Referring expression data
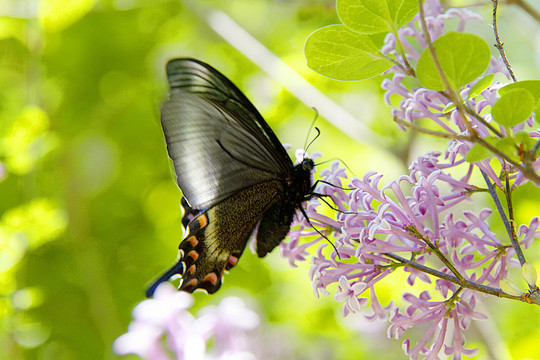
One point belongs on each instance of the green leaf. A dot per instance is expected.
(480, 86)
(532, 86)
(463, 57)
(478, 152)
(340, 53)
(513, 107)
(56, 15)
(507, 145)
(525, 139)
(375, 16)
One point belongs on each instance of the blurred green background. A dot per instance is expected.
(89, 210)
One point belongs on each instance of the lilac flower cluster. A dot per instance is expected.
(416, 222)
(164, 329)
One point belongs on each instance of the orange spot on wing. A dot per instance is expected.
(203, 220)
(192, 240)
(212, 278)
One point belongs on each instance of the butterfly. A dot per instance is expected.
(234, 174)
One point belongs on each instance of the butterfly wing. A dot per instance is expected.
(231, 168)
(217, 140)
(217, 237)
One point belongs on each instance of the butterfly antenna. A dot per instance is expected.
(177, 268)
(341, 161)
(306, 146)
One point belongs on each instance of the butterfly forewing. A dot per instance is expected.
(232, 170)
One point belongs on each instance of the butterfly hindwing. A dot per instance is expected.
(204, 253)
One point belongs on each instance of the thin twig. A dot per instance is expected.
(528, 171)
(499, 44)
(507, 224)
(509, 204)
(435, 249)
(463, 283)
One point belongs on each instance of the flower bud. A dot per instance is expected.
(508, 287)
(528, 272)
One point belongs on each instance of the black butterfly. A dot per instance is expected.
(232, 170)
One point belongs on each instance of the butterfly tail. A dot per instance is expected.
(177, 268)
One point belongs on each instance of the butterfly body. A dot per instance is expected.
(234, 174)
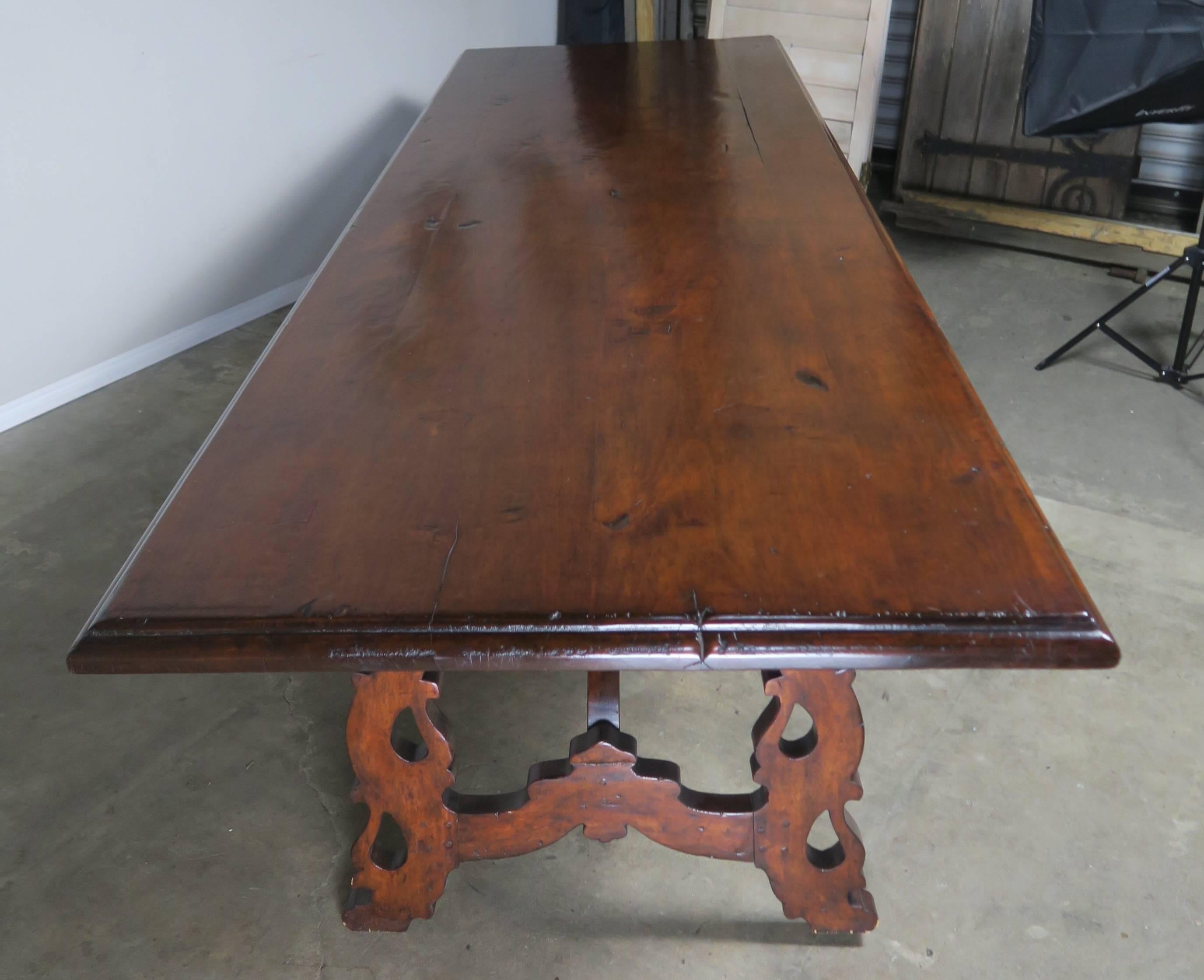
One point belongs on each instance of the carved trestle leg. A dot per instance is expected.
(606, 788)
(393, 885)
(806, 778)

-- What the task requires --
Each entry above must be repeated word for word, minus its images.

-- Written response --
One point belongs on each instance of the green leaf. A dot per instance is expected.
(480, 86)
(532, 86)
(463, 57)
(478, 152)
(340, 53)
(513, 107)
(56, 15)
(507, 145)
(525, 139)
(375, 16)
One point belongs on each instance of the blurred green background. A dot per instance is expected.
(89, 210)
One point belongs on each instance of the lilac flower cluster. A dot per instance is expected.
(416, 222)
(164, 329)
One point belongs on each instance of the orange spot on wing. A dot per instance is expected.
(203, 220)
(192, 240)
(212, 278)
One point belongs on each instance of the butterfly. A dot per instance is expected.
(234, 174)
One point belongs on each instance of the butterfly wing. A dot per instance is expected.
(231, 168)
(217, 140)
(217, 237)
One point belongs on each instance of the butterfly antenna. A dot per instance is expected.
(177, 268)
(341, 161)
(306, 146)
One point belongs on each instance of the butterfly forewing. A dot per instance is expected.
(232, 170)
One point belongs on each instance of the butterfly hindwing. A dot per instance is expected.
(204, 253)
One point belongs on each instance of the thin twig. A dot per instance is expected.
(528, 171)
(499, 44)
(507, 224)
(509, 204)
(435, 249)
(463, 283)
One point belongs on each instance of the flower bud. A dot per instance is expected.
(508, 287)
(528, 272)
One point belongs on each instance of the black butterfly. A dot per instance is expected.
(232, 170)
One point belongs on each instance of the butterfly tail. A dot per instance is expected.
(177, 268)
One point belongs on each instance of the butterfly body. A dot per instance is expected.
(234, 174)
One point belongs on each instance of the carved trestle leg. A dot per instance is expected.
(606, 788)
(393, 885)
(806, 778)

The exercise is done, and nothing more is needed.